**Problem statement:**
Please substitute "plain list" for "Python list" in every line of the data below, and leave everything else unchanged.

**Supplied material:**
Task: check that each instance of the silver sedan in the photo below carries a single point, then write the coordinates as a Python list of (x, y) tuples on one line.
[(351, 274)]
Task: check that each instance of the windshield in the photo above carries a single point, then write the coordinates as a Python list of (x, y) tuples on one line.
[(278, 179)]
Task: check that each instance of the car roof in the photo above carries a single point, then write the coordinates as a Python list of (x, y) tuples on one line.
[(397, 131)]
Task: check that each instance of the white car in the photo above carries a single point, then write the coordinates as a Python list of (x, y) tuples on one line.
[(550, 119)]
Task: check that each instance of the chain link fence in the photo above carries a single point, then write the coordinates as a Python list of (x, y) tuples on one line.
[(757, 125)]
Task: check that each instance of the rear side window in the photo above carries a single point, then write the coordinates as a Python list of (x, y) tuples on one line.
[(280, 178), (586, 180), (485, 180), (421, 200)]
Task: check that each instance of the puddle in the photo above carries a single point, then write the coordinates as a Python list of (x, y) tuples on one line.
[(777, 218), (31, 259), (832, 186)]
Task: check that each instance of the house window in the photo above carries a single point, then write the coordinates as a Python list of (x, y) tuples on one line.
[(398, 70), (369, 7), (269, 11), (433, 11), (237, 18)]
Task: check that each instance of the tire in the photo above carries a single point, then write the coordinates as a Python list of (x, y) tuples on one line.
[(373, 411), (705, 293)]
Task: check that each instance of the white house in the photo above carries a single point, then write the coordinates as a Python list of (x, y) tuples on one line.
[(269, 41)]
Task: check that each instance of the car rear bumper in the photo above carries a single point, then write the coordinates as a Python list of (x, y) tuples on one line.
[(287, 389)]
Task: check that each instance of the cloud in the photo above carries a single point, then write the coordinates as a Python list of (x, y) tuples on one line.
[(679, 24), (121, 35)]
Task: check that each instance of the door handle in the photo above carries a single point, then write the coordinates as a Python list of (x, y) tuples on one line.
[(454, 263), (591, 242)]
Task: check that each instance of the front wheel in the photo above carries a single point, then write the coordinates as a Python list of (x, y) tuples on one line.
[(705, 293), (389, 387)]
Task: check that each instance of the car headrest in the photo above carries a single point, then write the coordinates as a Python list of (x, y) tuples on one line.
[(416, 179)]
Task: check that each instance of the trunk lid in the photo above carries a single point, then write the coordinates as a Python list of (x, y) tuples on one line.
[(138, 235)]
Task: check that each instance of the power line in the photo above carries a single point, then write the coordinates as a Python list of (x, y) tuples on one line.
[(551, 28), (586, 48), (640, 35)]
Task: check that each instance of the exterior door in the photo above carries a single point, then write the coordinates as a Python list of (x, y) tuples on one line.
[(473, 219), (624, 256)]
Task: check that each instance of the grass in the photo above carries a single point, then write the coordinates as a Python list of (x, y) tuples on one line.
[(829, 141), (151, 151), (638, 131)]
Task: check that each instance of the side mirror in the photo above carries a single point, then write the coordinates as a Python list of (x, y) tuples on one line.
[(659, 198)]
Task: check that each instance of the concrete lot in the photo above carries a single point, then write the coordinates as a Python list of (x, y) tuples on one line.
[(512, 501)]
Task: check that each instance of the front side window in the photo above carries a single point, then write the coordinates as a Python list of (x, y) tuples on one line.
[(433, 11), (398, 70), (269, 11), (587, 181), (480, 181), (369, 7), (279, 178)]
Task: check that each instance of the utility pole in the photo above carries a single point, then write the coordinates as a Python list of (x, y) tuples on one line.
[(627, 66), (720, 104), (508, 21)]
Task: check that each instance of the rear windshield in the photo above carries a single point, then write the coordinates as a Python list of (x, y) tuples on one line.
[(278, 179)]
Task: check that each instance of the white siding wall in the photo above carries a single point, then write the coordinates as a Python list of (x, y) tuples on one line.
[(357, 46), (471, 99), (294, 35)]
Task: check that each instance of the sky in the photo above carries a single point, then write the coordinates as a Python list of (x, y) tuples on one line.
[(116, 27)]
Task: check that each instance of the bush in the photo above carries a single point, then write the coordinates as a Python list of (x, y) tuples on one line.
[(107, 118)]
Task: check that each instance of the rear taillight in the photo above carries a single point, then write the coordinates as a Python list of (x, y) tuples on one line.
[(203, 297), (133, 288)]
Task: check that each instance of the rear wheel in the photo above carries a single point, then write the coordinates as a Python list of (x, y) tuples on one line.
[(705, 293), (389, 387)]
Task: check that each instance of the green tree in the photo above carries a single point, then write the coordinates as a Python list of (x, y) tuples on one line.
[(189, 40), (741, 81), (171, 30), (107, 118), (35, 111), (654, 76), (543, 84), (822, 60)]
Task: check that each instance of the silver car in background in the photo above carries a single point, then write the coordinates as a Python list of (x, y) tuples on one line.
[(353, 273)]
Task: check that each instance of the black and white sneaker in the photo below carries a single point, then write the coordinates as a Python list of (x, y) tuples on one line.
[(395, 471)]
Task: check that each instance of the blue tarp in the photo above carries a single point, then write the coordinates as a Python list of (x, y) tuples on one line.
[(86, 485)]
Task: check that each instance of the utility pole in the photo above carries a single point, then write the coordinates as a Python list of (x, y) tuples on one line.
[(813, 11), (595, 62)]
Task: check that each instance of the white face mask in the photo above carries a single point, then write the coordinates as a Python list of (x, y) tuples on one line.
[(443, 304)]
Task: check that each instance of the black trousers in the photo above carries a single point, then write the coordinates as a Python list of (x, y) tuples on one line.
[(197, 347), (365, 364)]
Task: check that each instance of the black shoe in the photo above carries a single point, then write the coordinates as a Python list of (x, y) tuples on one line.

**Completed task:**
Task: check that each instance of the silver sedan in the photo below carries a single point, then write the coordinates as a plain list of (x, y) tuples on one line.
[(351, 274)]
Task: check that each instance of the windshield in the photo above carries a single point, then write the coordinates as a plain list of (x, y) tuples on one line.
[(278, 179)]
Task: check that each instance of the car roof in the photo above carries a single point, then write the coordinates as a plain list of (x, y) tuples on one line.
[(397, 131)]
Task: check that each instance of the white car in the photo above carries a single point, then write the coordinates as a plain list of (x, y) tuples on one line.
[(550, 119)]
Task: check that each instance of the chain link fence in the photo above carries a single point, then write the coordinates as a plain list of (x, y) tuples on one line.
[(757, 125)]
Task: check that each instance of the rear side window in the photo above carries a single point, then write the coordinates as a plain list of (x, y) tuples on one line.
[(280, 178), (586, 180), (485, 180), (421, 200)]
Task: check that each instance of the puddle in the photo above carries a single point, then write the coordinates as a plain list of (x, y) tuples on one line.
[(777, 218), (31, 259), (832, 186)]
Task: check that each instance of the house window in the photo above carries a single point, then write the coordinates as a plain list of (x, y) tuples on one line.
[(398, 70), (369, 7), (269, 11), (433, 11), (237, 18)]
Task: check that each instance of the tire in the photo above carries a single point, then write the coordinates as a plain list of (x, y) tuples on one line.
[(373, 411), (705, 293)]
Task: check that each instance of the white house in the photo above carries a single point, then write the coordinates as a plain list of (x, y) tuples on one line.
[(269, 41)]
Task: check that each instance of the car rear bumper in the photo above carries a single point, then write the coordinates as a plain list of (x, y) tuples on one line.
[(287, 389)]
Task: check that each instance of the cloud in the photo above carries a single point, then write the coordinates as a plain list of (x, y) tuples on one line.
[(679, 24), (121, 35)]
Task: check that each instance of the door handle in the photo above carries a single point, then write the coordinates as a plain list of (x, y) tuples on one line.
[(454, 263), (591, 242)]
Task: check that each instance of the front wheel in the photo above carries a single point, then write the coordinates as a plain list of (x, y) tuples on one line.
[(705, 293), (389, 387)]
Task: check that each instance of the car headrest in the photo above carries a single point, then write the coordinates as a plain list of (x, y) tuples on one line.
[(416, 179)]
Task: check that each instance of the trunk lid in the photo above carries a single point, then write the coordinates as a plain list of (x, y) tuples on one line.
[(138, 235)]
Task: check that each instance of the power line in the photo above carries a single point, then write the coordinates as a plain list of (x, y) tuples on one line.
[(551, 28), (586, 48), (640, 35)]
Task: check that each instance of the exterior door in the photo above carries a single point, then write the coordinates as a plain list of (x, y) tuples on one line.
[(473, 219), (624, 256)]
Task: check that each instance of the grass in the photo above carries a single point, then write the coordinates as a plain list of (x, y) tuples on one line.
[(829, 141), (151, 151), (638, 131)]
Task: check that each instance of the side mirror in the photo above carries a single point, then write the coordinates as a plain list of (x, y) tuples on one line.
[(659, 198)]
Task: check that each instance of the concrete lot in the photo above carries a single point, then write the coordinates as a plain list of (x, y) tuples on one line.
[(512, 501)]
Task: check that each instance of the front side window in the photo above carries a single point, then write the coordinates as a plain list of (x, y) tuples on one line.
[(433, 11), (398, 70), (269, 11), (587, 181), (480, 181), (369, 7), (279, 178)]
Task: check that each instance of the utility pole in the photo above carries a single point, then write the coordinates as a plain list of (x, y) tuples on one line.
[(627, 66), (720, 104), (508, 21)]
Task: check that each instance of the rear windshield in the photo above carries a single point, then write the coordinates as a plain list of (x, y) tuples on one line.
[(278, 179)]
Task: check that each instance of the white siding wall in the photo above carries a single point, then write the coordinates as a plain list of (x, y) tuples on one line.
[(357, 46), (471, 99), (294, 35)]
Task: check that each instance of the sky in the photo above carries a single point, then write the coordinates as a plain list of (x, y) tuples on one line.
[(116, 27)]
Task: check that each instance of the bush in the photo above carries a single point, then write the coordinates as a plain list of (x, y) tuples on one line.
[(107, 118)]
Task: check that each instance of the rear taillight in the photo above carries a single point, then write the coordinates as a plain list of (x, y) tuples on one line.
[(203, 297), (133, 288)]
Task: check that each instance of the rear wheel in the photo above carries a single point, then write the coordinates as a plain list of (x, y) tuples on one line.
[(705, 293), (389, 387)]
Task: check that each instance of the green tree in the photo above carries a single point, then write the coordinates as a plain list of (x, y) tuples on one line.
[(189, 40), (741, 81), (171, 30), (107, 118), (35, 111), (654, 76), (543, 84), (822, 60)]
Task: check that each instance of the silver car in background in the photo above carries a single point, then write the coordinates as a plain list of (x, y) tuples on one line.
[(353, 273)]
Task: check that each instance of the black and white sneaker in the photo below carries a single point, then write the coordinates as a plain list of (x, y) tuples on one line.
[(395, 471)]
Task: check that each instance of the blue tarp in the photo above carries a single point, then write the coordinates as a plain list of (x, y) tuples on one line.
[(86, 485)]
Task: check that each instance of the utility pole in the photo above carries a single point, then write the coordinates as a plain list of (x, y) tuples on one line.
[(813, 11), (595, 62)]
Task: check that each instance of the white face mask in the photo above carries a single point, then write the coordinates as a plain list of (x, y) tuples on one line.
[(443, 304)]
Task: check that each instance of the black trousers in the photo above carries a single point, then write the coordinates as a plain list of (x, y) tuples on one line.
[(197, 347), (365, 364)]
Task: check that each instance of the black shoe in the photo above carries a single point, then write the coordinates as a plain list of (x, y) tuples on one line.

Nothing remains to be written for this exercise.